EXERCISE REQUIREMENTS:
Could you output the lines of the records below, from the line containing "Annotation task: mark the horse's reflection" through the end of the records, as a Markdown table with the columns Number and Content, skipping blank lines and leaving out the pictures?
Start of EXCERPTED RECORDS
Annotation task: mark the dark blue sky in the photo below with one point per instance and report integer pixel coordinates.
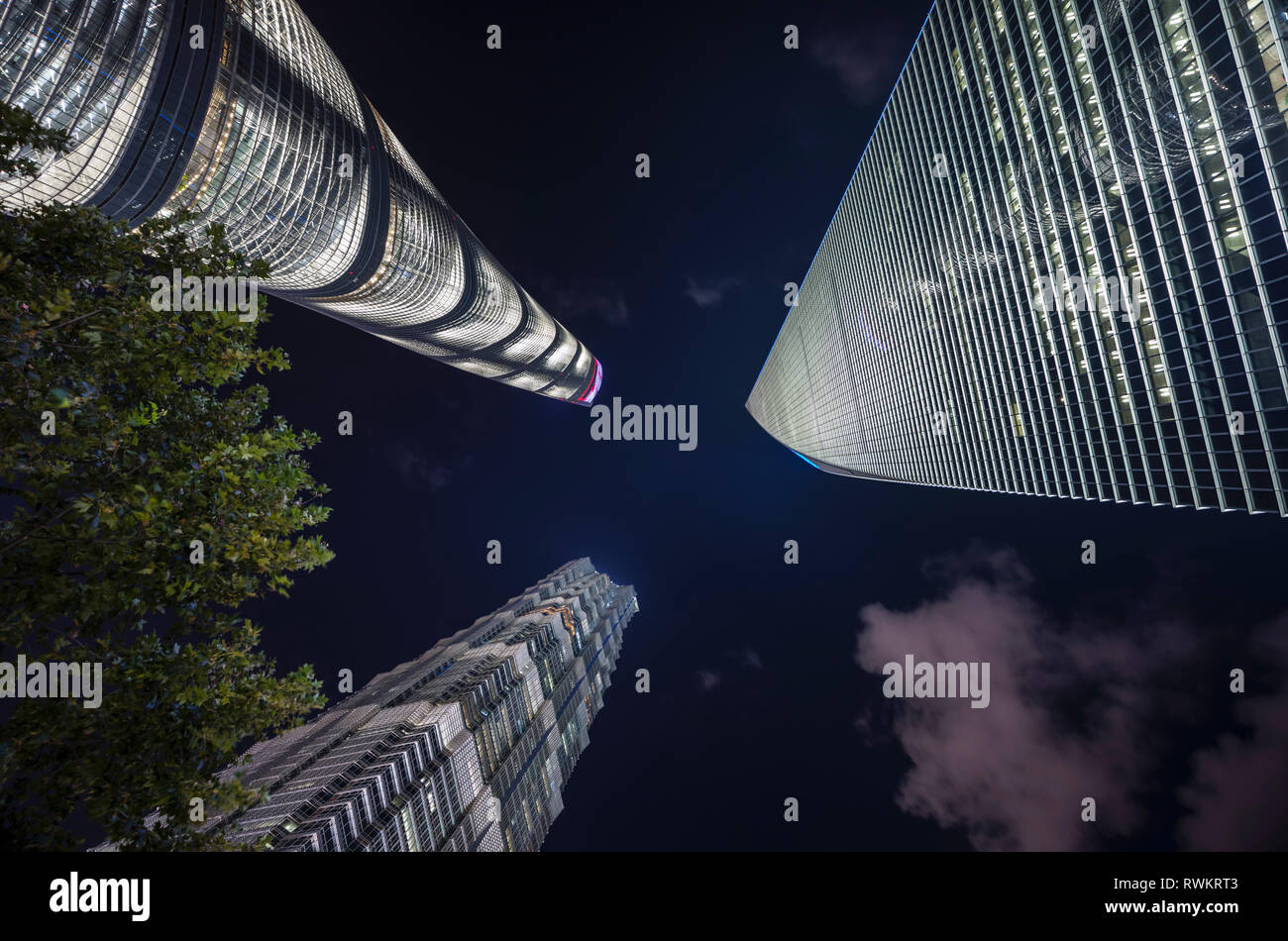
(751, 149)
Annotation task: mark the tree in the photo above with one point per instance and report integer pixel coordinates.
(145, 498)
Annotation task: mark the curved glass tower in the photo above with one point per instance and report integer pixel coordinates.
(239, 111)
(1061, 264)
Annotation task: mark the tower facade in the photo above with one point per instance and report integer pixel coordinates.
(1061, 264)
(464, 748)
(239, 111)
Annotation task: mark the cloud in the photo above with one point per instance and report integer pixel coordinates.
(1076, 711)
(1237, 779)
(575, 297)
(709, 292)
(413, 467)
(866, 64)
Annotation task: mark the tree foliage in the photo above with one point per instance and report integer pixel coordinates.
(159, 441)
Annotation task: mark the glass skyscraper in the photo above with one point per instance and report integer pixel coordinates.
(239, 111)
(465, 748)
(1061, 264)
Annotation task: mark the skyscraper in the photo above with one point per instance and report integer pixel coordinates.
(467, 747)
(239, 111)
(1061, 264)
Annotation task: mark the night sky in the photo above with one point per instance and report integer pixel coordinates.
(1109, 680)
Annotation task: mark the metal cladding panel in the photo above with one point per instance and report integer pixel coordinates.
(261, 129)
(1061, 264)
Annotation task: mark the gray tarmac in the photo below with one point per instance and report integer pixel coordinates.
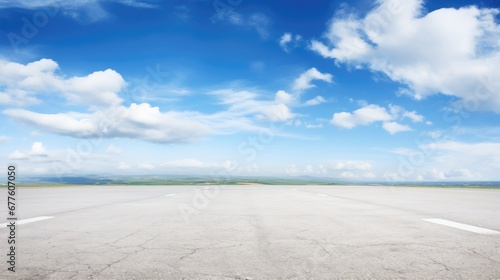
(252, 232)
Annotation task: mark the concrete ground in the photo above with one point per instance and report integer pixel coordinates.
(253, 232)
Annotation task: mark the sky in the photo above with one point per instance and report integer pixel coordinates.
(386, 90)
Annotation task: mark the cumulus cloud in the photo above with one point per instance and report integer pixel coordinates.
(288, 40)
(278, 112)
(84, 10)
(447, 51)
(374, 113)
(352, 165)
(139, 121)
(363, 116)
(112, 149)
(394, 127)
(303, 82)
(37, 150)
(315, 101)
(21, 85)
(256, 21)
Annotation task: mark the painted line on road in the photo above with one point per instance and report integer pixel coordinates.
(27, 221)
(470, 228)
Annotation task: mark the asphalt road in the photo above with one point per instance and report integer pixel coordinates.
(253, 232)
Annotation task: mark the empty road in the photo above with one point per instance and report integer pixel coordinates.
(253, 232)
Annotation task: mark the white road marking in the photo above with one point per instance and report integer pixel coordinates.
(470, 228)
(26, 221)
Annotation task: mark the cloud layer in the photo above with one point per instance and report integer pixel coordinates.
(447, 51)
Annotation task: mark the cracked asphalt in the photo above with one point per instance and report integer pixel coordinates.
(253, 232)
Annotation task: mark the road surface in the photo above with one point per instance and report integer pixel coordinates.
(253, 232)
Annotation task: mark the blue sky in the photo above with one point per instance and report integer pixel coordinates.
(390, 91)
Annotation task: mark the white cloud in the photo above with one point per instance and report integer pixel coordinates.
(190, 163)
(363, 116)
(260, 23)
(398, 111)
(314, 125)
(303, 82)
(22, 84)
(123, 166)
(352, 165)
(394, 127)
(146, 166)
(112, 149)
(84, 10)
(139, 121)
(257, 21)
(284, 97)
(287, 38)
(373, 113)
(37, 150)
(394, 39)
(278, 112)
(449, 160)
(315, 101)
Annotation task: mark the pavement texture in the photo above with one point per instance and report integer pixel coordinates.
(253, 232)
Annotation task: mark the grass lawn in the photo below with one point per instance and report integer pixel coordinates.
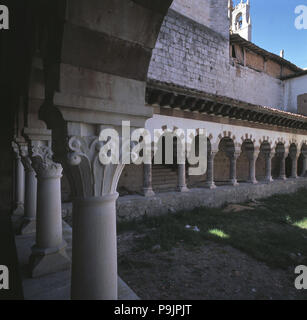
(272, 230)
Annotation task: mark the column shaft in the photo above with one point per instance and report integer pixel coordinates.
(29, 223)
(294, 167)
(94, 253)
(48, 253)
(182, 186)
(147, 187)
(20, 187)
(304, 169)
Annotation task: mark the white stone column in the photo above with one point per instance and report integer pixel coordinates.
(210, 170)
(233, 157)
(282, 163)
(252, 158)
(48, 253)
(147, 187)
(182, 186)
(268, 165)
(94, 262)
(294, 158)
(19, 183)
(94, 250)
(29, 220)
(304, 169)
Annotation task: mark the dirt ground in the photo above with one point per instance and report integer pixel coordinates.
(212, 271)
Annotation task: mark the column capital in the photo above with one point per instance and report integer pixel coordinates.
(25, 158)
(16, 149)
(89, 176)
(234, 155)
(43, 164)
(269, 154)
(253, 154)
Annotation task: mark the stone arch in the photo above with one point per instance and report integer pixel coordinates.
(248, 146)
(291, 157)
(265, 150)
(280, 150)
(302, 159)
(221, 160)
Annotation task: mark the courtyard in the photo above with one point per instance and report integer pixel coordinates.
(240, 251)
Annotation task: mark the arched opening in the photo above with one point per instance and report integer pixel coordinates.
(222, 162)
(197, 181)
(276, 168)
(243, 161)
(300, 162)
(165, 174)
(265, 149)
(290, 159)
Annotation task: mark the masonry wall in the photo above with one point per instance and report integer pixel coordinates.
(211, 13)
(293, 88)
(195, 56)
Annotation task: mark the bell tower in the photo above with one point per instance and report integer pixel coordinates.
(240, 19)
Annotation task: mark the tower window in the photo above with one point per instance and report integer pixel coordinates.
(239, 21)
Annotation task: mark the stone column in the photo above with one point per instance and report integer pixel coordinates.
(304, 169)
(182, 186)
(210, 169)
(94, 247)
(294, 158)
(147, 187)
(233, 157)
(29, 221)
(268, 165)
(19, 183)
(48, 253)
(252, 158)
(282, 160)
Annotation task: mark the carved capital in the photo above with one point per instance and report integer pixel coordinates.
(43, 164)
(16, 149)
(88, 176)
(25, 158)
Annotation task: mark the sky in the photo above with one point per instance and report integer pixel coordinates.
(273, 29)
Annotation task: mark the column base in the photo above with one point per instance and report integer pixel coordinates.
(183, 189)
(148, 192)
(19, 211)
(282, 178)
(47, 261)
(234, 183)
(210, 185)
(28, 226)
(252, 181)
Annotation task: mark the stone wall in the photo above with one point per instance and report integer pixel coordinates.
(195, 56)
(293, 88)
(211, 13)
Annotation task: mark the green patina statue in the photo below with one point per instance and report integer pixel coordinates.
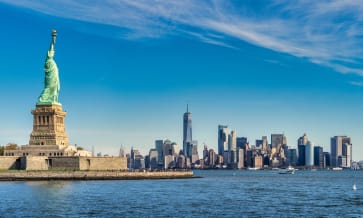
(50, 92)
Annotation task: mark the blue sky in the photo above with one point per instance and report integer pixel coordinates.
(128, 69)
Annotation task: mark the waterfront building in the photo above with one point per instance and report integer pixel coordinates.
(169, 162)
(153, 158)
(336, 146)
(223, 133)
(220, 160)
(205, 152)
(195, 155)
(319, 157)
(181, 163)
(301, 144)
(277, 140)
(187, 132)
(240, 158)
(257, 162)
(122, 152)
(167, 147)
(175, 149)
(309, 154)
(303, 140)
(139, 162)
(327, 159)
(292, 159)
(347, 152)
(232, 148)
(212, 158)
(342, 160)
(249, 158)
(159, 145)
(242, 143)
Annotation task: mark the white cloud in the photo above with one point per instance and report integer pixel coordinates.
(325, 32)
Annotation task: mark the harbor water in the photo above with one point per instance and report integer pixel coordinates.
(219, 193)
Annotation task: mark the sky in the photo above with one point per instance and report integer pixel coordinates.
(129, 68)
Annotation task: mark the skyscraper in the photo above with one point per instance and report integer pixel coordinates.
(309, 154)
(232, 148)
(187, 132)
(336, 146)
(301, 143)
(319, 157)
(159, 145)
(223, 133)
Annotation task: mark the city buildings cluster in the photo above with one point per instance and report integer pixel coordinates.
(238, 153)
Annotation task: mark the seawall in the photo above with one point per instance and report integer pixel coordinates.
(91, 175)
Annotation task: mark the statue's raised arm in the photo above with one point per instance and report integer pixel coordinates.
(51, 89)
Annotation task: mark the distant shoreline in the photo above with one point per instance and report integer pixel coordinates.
(92, 175)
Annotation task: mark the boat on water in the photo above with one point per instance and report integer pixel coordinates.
(289, 170)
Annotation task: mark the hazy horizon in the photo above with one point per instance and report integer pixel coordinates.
(129, 68)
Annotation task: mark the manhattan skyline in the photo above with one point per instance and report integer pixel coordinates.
(128, 69)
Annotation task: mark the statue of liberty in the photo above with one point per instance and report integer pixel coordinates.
(50, 92)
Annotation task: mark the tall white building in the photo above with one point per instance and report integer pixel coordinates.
(337, 151)
(232, 147)
(223, 133)
(309, 154)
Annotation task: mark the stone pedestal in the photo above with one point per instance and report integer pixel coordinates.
(49, 127)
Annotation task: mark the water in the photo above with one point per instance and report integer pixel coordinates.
(221, 193)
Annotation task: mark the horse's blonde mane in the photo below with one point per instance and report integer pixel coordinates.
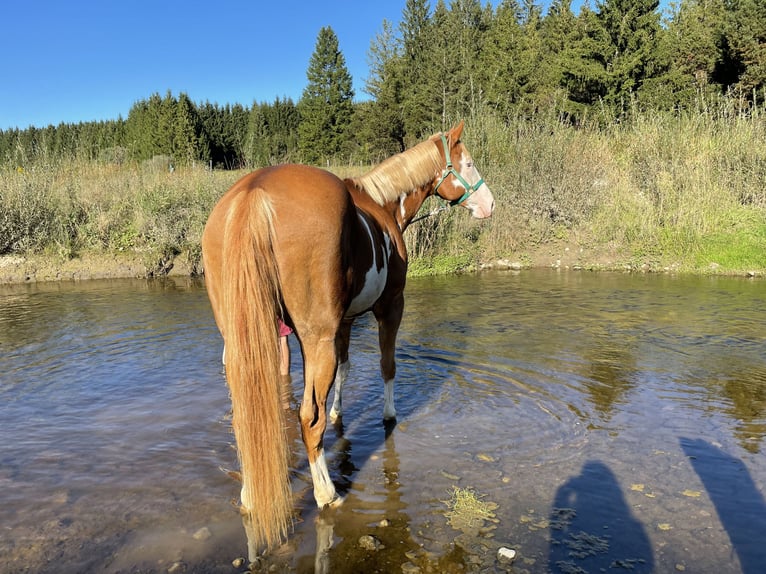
(401, 173)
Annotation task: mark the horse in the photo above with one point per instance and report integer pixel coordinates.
(296, 243)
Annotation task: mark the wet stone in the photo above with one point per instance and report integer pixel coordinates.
(202, 534)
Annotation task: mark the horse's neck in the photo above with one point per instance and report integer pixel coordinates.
(407, 207)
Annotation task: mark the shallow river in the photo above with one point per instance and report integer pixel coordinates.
(598, 422)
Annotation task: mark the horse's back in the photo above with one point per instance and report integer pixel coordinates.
(312, 211)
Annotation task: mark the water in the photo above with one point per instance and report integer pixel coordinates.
(609, 421)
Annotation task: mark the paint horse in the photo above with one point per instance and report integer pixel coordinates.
(297, 243)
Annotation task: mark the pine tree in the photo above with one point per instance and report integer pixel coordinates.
(633, 28)
(419, 109)
(746, 47)
(326, 105)
(383, 122)
(499, 58)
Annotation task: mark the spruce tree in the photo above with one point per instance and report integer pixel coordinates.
(385, 129)
(419, 108)
(326, 105)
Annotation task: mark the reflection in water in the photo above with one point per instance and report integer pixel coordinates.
(737, 500)
(613, 373)
(592, 527)
(746, 389)
(537, 390)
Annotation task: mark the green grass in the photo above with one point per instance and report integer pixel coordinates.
(684, 191)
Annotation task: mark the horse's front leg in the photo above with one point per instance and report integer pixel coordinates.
(342, 342)
(319, 370)
(389, 317)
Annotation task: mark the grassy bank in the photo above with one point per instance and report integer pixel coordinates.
(686, 193)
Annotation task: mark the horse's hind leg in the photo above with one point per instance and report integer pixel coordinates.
(389, 317)
(342, 342)
(319, 370)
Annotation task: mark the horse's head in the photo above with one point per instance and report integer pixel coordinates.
(460, 183)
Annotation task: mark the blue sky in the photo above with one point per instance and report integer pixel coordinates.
(82, 60)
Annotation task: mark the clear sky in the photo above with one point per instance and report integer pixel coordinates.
(81, 60)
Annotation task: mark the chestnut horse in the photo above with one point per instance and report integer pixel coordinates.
(297, 243)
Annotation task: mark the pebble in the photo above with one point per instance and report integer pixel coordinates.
(369, 542)
(202, 534)
(506, 555)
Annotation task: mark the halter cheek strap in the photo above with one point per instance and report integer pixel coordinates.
(450, 170)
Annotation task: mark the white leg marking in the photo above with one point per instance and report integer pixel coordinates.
(337, 403)
(389, 412)
(324, 489)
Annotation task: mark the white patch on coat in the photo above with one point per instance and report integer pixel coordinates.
(337, 404)
(374, 279)
(324, 489)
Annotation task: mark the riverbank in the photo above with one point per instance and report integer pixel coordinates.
(679, 193)
(33, 268)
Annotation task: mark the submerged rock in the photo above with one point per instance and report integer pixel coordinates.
(506, 555)
(369, 542)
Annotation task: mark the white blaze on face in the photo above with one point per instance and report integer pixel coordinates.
(374, 279)
(480, 202)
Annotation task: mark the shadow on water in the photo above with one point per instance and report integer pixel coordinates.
(359, 439)
(738, 502)
(592, 527)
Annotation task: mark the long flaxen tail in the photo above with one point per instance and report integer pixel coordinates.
(250, 285)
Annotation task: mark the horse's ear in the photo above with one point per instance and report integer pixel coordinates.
(454, 134)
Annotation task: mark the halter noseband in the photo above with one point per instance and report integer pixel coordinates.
(450, 170)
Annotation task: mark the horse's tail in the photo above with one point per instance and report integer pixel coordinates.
(250, 288)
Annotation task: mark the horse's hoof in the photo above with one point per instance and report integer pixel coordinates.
(335, 502)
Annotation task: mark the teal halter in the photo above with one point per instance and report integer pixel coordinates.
(450, 170)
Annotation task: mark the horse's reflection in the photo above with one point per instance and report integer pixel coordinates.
(381, 512)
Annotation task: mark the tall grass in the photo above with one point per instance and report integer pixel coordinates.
(682, 190)
(71, 208)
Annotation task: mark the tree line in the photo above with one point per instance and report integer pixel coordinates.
(602, 64)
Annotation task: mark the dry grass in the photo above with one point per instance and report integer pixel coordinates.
(687, 191)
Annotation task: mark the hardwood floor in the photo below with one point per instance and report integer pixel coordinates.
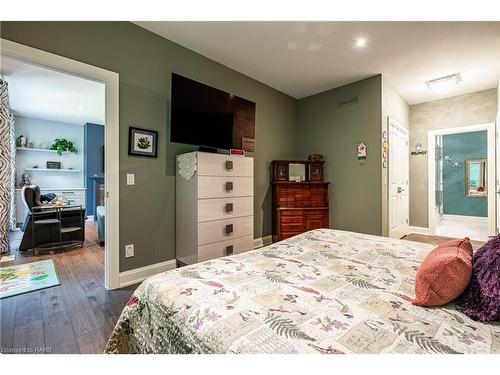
(436, 240)
(74, 317)
(78, 315)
End of EXCERPTED RECORDS
FULL RESPONSE:
| Number | Content |
|---|---|
| 1 | Annotation task: mark the horse's reflection in the photo above with one point per instance and report integer pixel coordinates. |
| 2 | (381, 512) |
| 3 | Annotation task: mark the tall grass in the photo above with one point per instance and report integer pixel coordinates. |
| 4 | (682, 190) |
| 5 | (71, 208) |
| 6 | Annotation task: mark the tree line in the photo above with one point per instance and report integer pixel coordinates. |
| 7 | (602, 64) |
| 8 | Annotation task: mark the dry grass in the photo above with one point per instance and report integer pixel coordinates. |
| 9 | (687, 191) |
| 10 | Annotation task: mark the hardwood floor in the photo below with one point per instance and report integer pixel coordinates. |
| 11 | (436, 240) |
| 12 | (74, 317) |
| 13 | (78, 315) |